→ TEXT SHOWN:
###
You won’t be hearing much about this story in the media today. But for anyone in this country who is aware of the liberal foreign policy struggles of the 1980’s, it is a fitting tribute for Memorial Day weekend.
SAN SALVADOR — Hundreds of thousands of people are expected to convene in a central plaza here on Saturday to celebrate the beatification of Archbishop Oscar Romero, 35 years after he was shot in the heart while saying Mass.
Romero, a towering and polarizing figure in Salvadoran history, was chosen by Pope Francis earlier this year to be beatified, the last step before sainthood. It is the first time a Salvadoran has received this religious honor. After years in which the process was stalled, Francis’s decision was a “surprise and a thrill for everyone,” said Simeon Reyes, a spokesman for the Catholic church in El Salvador…
Romero’s death was a watershed moment in El Salvador, a murder that helped propel the country into civil war. He was shot on March 24, 1980, while celebrating Mass in a church at the hospice for cancer patients where he lived. A “truth commission” set up after the war concluded that former army Maj. Roberto D’Aubuisson, a suspected right-wing death squad leader, ordered the killing, but he denied involvement and was never tried. He was the founder of the conservative ARENA party, which governed El Salvador until 2009 and now is in opposition…
The decision to beatify Romero suggests that Pope Francis, an Argentine well-acquainted with military repression in his home country during the “dirty war” of the 1970s and ’80s, found Romero’s saintly cause compelling, regardless of the concerns of his political opponents. But the progress of the case also signifies that the Cold War wounds are gradually healing. Today, a former Marxist guerrilla commander, Salvador Sanchez Ceren, is president of El Salvador.
###
→ DATA PROVIDED:

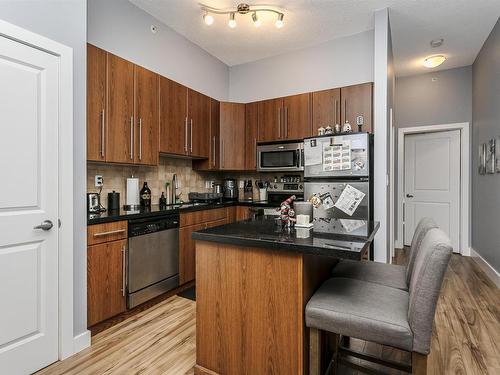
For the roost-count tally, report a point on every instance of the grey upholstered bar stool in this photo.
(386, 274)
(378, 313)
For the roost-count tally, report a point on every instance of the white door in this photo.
###
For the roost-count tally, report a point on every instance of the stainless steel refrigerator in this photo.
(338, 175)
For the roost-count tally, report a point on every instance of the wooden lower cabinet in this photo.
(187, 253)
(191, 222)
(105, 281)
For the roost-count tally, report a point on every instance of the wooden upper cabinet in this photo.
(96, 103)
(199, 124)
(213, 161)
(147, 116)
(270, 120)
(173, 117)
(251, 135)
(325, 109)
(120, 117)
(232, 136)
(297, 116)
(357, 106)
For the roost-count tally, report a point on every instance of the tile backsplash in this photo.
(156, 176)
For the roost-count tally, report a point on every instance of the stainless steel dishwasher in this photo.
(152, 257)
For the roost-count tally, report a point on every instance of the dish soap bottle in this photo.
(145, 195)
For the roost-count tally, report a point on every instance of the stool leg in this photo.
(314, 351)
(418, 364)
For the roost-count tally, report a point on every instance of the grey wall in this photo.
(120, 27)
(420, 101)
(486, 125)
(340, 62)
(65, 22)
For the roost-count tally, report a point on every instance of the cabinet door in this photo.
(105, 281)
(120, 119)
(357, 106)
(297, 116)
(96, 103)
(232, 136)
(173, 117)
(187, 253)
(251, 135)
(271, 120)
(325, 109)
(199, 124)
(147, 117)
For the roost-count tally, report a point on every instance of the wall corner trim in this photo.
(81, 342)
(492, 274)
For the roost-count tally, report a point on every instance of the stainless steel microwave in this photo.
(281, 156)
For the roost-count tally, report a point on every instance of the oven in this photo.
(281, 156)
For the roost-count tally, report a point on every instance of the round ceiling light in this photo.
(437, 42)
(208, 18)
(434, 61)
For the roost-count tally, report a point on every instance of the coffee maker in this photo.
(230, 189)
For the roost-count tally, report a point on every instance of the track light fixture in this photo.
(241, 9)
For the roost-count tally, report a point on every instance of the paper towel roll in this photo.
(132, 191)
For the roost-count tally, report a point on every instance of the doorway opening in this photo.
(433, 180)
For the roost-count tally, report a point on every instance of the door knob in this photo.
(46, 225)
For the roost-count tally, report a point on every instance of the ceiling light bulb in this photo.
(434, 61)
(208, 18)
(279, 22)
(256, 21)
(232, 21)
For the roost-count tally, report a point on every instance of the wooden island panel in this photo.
###
→ TO DO:
• A. Echo the article on Archbishop Romero's beatification, reproducing everything from "SAN SALVADOR —" down to "while saying Mass.".
• B. Carry on the article about Archbishop Romero's beatification from the point where it stops.

→ SOLVED PROBLEMS:
• A.
SAN SALVADOR — Hundreds of thousands of people are expected to convene in a central plaza here on Saturday to celebrate the beatification of Archbishop Oscar Romero, 35 years after he was shot in the heart while saying Mass.

• B.
Many people in the United States finally woke up to what was happening in El Salvador about 9 months after Bishop Romero was assassinated when the military death squads raped and murdered four American nuns who were working with the poor in that country.
As we did all over Central and South America, the United States supported the military dictatorships that carried out these kinds of assassinations.
The United States was heavily involved in wars in Nicaragua, El Salvador and Guatemala in the 1980s in what Reagan described as an effort to stem Soviet influence in the hemisphere. The United States spent more than $4 billion on economic and military aid during El Salvador’s civil war, in which more than 75,000 people were killed, many of them civilians caught in the crossfire.
That is why I still mark this moment when President Obama visited the tomb of Bishop Oscar Romero during his trip to El Salvador in March 2011 as one of the most moving of his presidency.